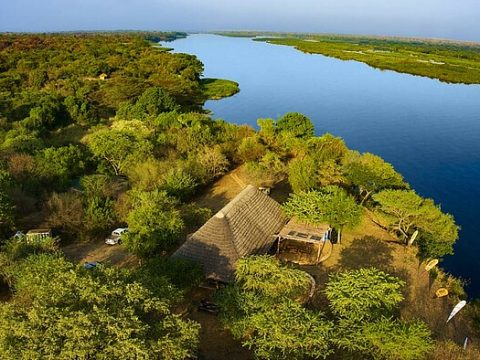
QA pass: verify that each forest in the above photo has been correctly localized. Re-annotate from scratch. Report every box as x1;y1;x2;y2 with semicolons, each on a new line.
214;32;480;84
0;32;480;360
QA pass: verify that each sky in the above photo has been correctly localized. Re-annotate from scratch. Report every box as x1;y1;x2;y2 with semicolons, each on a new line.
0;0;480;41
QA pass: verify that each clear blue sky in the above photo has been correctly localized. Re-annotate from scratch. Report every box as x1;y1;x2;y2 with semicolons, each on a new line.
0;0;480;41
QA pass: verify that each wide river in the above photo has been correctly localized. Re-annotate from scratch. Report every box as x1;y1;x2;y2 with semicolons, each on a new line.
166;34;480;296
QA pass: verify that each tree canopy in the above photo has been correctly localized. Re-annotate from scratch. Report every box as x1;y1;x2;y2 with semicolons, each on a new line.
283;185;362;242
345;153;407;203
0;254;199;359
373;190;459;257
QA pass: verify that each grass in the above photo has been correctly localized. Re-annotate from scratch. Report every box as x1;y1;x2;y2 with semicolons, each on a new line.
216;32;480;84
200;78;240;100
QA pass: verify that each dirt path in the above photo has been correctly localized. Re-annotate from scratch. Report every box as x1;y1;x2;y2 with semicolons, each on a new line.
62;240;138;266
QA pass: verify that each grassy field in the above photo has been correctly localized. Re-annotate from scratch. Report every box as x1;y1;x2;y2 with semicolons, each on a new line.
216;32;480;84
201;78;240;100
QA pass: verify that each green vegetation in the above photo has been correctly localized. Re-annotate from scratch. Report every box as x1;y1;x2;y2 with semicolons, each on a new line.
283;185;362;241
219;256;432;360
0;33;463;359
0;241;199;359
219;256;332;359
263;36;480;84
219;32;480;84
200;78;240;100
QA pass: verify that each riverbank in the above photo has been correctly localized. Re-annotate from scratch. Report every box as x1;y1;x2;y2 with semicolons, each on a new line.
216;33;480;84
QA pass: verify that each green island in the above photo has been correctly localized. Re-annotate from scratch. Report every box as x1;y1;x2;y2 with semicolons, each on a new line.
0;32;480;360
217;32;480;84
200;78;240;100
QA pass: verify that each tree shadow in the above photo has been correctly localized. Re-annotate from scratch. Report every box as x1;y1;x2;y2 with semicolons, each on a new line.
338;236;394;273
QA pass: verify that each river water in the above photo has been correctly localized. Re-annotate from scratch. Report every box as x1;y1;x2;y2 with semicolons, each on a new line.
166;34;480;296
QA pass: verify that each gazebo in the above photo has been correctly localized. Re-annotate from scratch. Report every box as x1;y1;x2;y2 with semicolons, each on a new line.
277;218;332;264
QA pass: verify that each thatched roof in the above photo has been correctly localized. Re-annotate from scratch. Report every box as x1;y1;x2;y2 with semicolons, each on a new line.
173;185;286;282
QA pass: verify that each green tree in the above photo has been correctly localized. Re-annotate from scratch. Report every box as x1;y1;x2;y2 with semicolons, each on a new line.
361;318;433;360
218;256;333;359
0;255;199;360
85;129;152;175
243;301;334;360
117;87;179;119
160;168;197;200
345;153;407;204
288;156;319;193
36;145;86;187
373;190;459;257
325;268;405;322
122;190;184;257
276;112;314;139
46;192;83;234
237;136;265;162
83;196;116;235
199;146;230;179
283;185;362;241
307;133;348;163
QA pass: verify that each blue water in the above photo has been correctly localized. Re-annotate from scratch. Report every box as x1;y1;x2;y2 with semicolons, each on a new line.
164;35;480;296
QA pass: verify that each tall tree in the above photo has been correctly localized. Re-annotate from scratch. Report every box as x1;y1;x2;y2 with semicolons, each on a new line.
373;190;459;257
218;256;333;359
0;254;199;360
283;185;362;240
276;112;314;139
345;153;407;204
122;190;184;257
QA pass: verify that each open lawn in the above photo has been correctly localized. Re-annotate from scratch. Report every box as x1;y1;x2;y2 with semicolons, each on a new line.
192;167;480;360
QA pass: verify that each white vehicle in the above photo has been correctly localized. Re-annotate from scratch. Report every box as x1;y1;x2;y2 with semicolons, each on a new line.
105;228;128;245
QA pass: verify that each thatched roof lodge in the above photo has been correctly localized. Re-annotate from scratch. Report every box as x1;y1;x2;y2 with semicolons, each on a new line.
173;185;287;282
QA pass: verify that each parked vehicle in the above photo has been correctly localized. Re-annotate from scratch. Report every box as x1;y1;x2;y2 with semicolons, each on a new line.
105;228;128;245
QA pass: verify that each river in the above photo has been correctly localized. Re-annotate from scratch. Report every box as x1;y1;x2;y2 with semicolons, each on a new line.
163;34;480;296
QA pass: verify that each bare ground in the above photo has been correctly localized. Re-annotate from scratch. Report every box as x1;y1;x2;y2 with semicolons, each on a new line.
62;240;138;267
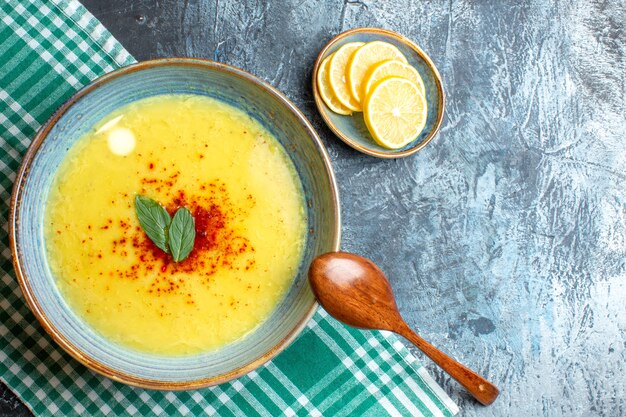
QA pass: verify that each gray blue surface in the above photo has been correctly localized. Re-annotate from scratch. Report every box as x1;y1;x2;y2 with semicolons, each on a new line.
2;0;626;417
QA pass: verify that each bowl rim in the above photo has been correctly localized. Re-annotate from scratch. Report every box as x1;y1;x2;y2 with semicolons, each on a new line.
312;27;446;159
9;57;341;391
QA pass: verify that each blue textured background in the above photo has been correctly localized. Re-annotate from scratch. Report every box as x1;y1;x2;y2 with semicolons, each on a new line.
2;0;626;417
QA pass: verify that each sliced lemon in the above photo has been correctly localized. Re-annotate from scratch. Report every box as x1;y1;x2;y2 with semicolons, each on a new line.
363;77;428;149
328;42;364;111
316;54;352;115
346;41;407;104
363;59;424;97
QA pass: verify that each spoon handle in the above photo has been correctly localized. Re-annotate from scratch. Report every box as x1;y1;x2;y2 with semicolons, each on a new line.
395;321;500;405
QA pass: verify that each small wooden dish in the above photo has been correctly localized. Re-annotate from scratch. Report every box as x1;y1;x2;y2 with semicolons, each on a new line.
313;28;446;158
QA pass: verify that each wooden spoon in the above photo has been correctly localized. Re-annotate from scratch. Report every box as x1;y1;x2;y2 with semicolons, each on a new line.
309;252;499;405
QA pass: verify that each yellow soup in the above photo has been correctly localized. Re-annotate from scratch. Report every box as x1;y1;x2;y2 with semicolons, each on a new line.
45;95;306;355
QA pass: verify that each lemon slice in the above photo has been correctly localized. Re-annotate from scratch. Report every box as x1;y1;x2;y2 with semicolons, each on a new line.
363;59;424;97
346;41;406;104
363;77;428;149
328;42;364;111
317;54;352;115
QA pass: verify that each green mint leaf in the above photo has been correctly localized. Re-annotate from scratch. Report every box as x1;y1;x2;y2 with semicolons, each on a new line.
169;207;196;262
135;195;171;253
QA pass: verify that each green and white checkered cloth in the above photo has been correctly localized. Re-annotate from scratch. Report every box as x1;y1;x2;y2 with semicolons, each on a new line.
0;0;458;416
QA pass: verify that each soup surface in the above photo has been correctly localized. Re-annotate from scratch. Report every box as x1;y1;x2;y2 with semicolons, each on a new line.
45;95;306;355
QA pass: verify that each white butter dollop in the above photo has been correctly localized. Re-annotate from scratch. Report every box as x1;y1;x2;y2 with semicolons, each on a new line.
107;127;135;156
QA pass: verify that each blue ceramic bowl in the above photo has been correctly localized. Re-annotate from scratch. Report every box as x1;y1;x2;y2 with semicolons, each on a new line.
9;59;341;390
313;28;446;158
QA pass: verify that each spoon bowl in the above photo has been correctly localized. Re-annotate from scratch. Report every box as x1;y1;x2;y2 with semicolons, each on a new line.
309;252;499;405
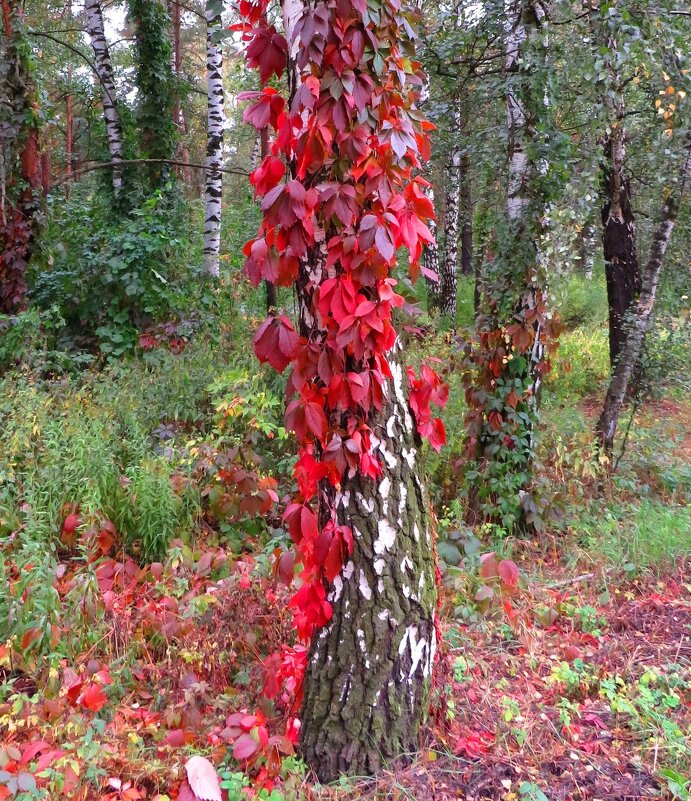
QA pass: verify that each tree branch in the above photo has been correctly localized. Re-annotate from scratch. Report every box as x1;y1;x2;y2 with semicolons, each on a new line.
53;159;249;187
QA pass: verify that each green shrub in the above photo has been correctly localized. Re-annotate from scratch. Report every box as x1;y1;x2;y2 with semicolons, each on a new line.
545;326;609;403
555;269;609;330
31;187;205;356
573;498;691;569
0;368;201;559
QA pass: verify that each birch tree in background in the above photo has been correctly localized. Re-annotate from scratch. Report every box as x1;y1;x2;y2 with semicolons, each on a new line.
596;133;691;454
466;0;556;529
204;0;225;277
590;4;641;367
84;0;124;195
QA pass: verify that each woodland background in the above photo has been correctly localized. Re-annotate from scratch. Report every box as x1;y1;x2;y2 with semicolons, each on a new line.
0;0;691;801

_ _ _

**Exercise instructions:** Give only the number of lines in the listing above that contain the word "thatched", counting only matches in the same case.

**Exercise answer:** 2